• [DATA TO PROCESS]:
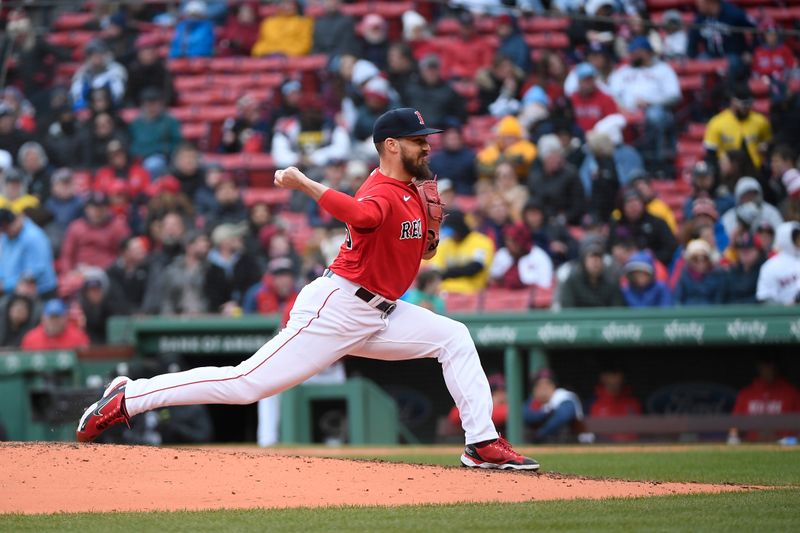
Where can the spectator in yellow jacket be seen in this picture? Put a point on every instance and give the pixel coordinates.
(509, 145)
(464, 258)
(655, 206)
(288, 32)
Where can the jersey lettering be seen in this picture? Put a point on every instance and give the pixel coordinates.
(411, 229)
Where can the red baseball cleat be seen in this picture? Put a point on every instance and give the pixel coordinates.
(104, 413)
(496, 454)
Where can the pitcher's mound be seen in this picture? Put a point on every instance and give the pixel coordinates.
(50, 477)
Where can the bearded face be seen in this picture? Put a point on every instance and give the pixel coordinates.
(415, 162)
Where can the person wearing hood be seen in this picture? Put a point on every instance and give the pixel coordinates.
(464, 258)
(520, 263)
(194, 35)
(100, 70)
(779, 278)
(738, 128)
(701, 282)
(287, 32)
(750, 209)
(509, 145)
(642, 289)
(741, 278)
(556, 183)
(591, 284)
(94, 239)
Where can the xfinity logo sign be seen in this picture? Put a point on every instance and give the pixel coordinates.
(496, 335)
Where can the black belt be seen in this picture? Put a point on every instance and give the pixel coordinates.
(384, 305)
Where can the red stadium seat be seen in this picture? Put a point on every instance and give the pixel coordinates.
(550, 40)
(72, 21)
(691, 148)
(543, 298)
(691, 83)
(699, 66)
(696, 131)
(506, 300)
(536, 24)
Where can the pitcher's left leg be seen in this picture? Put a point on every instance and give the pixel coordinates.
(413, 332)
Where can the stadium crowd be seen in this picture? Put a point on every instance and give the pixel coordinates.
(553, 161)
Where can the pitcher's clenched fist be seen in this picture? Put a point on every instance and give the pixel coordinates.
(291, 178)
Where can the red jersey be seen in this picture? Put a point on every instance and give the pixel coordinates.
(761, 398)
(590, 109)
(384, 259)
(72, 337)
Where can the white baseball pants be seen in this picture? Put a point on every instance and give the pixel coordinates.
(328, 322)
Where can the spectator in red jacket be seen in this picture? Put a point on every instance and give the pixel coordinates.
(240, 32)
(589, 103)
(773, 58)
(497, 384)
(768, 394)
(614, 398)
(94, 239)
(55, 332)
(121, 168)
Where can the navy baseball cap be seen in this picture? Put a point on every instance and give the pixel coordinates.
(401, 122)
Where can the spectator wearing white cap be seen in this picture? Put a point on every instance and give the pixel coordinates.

• [EXERCISE INSTRUCTIONS]: From the entries above, write out every line without a single change, skipping the images.

• [RESULT OF THE EXERCISE]:
Where can the spectator in yellow jacket be seen in this picture? Put a point on every instance and give the pixel coordinates.
(509, 145)
(464, 258)
(655, 206)
(288, 32)
Where can the jersey lettering be seen in this picture? Put a point on every instance and give the pixel coordinates.
(411, 229)
Where can the red baseball cleat be seen in this picture? Put a point on every instance and give the pixel coordinates.
(104, 413)
(496, 454)
Where can the pitcher's mound be seen in this picture? Put a point on every instance and give the pixel coordinates.
(50, 477)
Where can the bearded face be seen in this picture? Put a point on every instance and give the pixel coordinates.
(415, 162)
Where can the person wearing hood be seen in this picture? Put a point on every instance and give the pixel coordinates.
(464, 258)
(520, 263)
(194, 35)
(100, 70)
(779, 278)
(738, 128)
(701, 282)
(287, 32)
(750, 209)
(509, 145)
(642, 289)
(741, 278)
(556, 183)
(591, 284)
(94, 239)
Where can the xfinity logo sign be seen in this picture? Put a point on every instance and give the pixel coordinates.
(496, 335)
Where can the black belt be seen in this picture? Put a point on every instance and give the pixel coordinates.
(384, 305)
Where can the red stadium seat be seen in this picture? Put a point on every instance and give the pixel coordinates.
(550, 40)
(72, 21)
(691, 148)
(543, 298)
(691, 83)
(699, 66)
(696, 131)
(506, 300)
(536, 24)
Where can the pitcher's left leg be seen in this picture? Put a point on every instance and give the pixel coordinates.
(413, 332)
Where can the stadium crowd be seen in this picture? Put a point on every instance and give the pixel coordinates.
(553, 161)
Where can the pitcher's clenched fist be seen in this picture? Put a point on every instance and give the pixel coordinates.
(291, 178)
Where can the red jersey be seen in this picture? Put a point on every instance and give the pixel coordinates.
(761, 398)
(590, 109)
(384, 259)
(72, 337)
Where can the white baseball pants be seen in this picture? Put a point on every instance and give the pixel coordinates.
(328, 322)
Where can the spectator in red jacket be seen in this picture? Put a point on every instance and give the pixel coordinates.
(240, 32)
(589, 103)
(773, 58)
(497, 384)
(768, 394)
(614, 398)
(94, 239)
(55, 332)
(121, 168)
Where can the navy baseball cap be seen in this picture? Put a point on every instance and give the pixel coordinates.
(401, 122)
Where can the spectator wearing white cap be seen in this picture? Put a point on every instance and give the pixel coordinates.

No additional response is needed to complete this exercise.